_Bereitgestellter Text_.

┌────────

Die Zusammenarbeit mit der SPÖ wurde aber keineswegs aufgekündigt, ja sie wurde unter Sauerzopf noch intensiviert. Das ging so weit, dass man sich zur wechselseitigen Vorinformation und zur gemeinsamen Information der Öffentlichkeit verpflichtete. Erstmals wurde - der immer heftiger werdenden Kritik der Öffentlichkeit und der Opposition Rechnung tragend - vereinbart, Objektivierungsrichtlinien für die Personaleinstellung im Verwaltungs- und Schulbereich auszuarbeiten. Bald zeigte sich aber, dass die Großparteien unter Objektivierung recht verschiedenes verstanden. Die SPÖ beschloss ein Objektivierungsgesetz, die ÖVP initiierte dagegen eine Volksabstimmung.
Ende März 1987, nach einigen Spekulationen um die Vorverlegung der Wahl, legte Kery die Ziele für seine Partei fest: Eindeutige Mehrheit von über 50 % und von 19 Mandaten. "Wir haben die Glaubwürdigkeit, die Leistungen und den Willen zur Verantwortung auf unserer Seite." Kery legte also die Latte hoch, obwohl er wusste und zugab, dass der "Trend" gegen die führende Partei ging. Im Juni 1987 übernahm der erweiterte Landesparteivorstand dieses Ziel. Es war aber auch in weiten Parteikreisen durchaus klar, dass das Ergebnis diesmal nicht so eindeutig für die SPÖ ausfallen würde.
Das Ergebnis der Nationalratswahl ließ kein gutes Ergebnis für die burgenländischen Großparteien erwarten. Die SPÖ war unter die 50 % - Grenze gefallen - eine Folge der schweren inneren Auseinandersetzungen. Die Frage war, wie die kleinen Parteien - FPÖ, Grün - Alternative und die Liste Matysek - abschneiden würden.

└────────

_Vorgegebene Daten_.

┌────────

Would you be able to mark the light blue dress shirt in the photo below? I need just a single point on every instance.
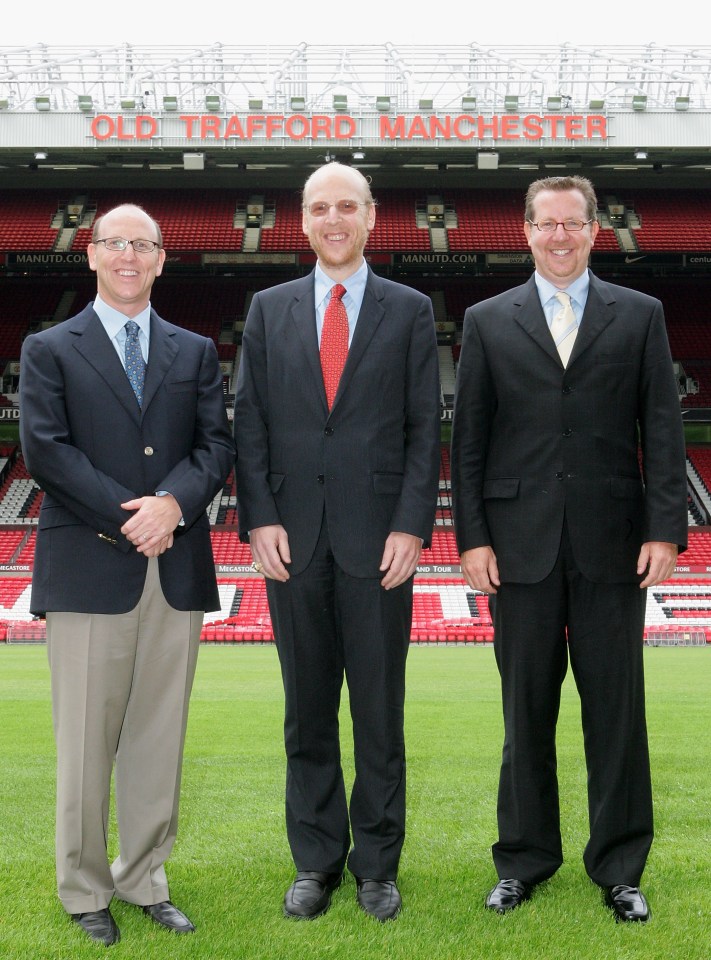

└────────

_Gestellte Aufgabe_.
Welches Wahlziel legte Kery Ende März 1987 laut dem Text zur burgenländischen Landespolitik für seine Partei fest?

_Schriftliche Antwort_.
Eine eindeutige Mehrheit von über 50 % und von 19 Mandaten.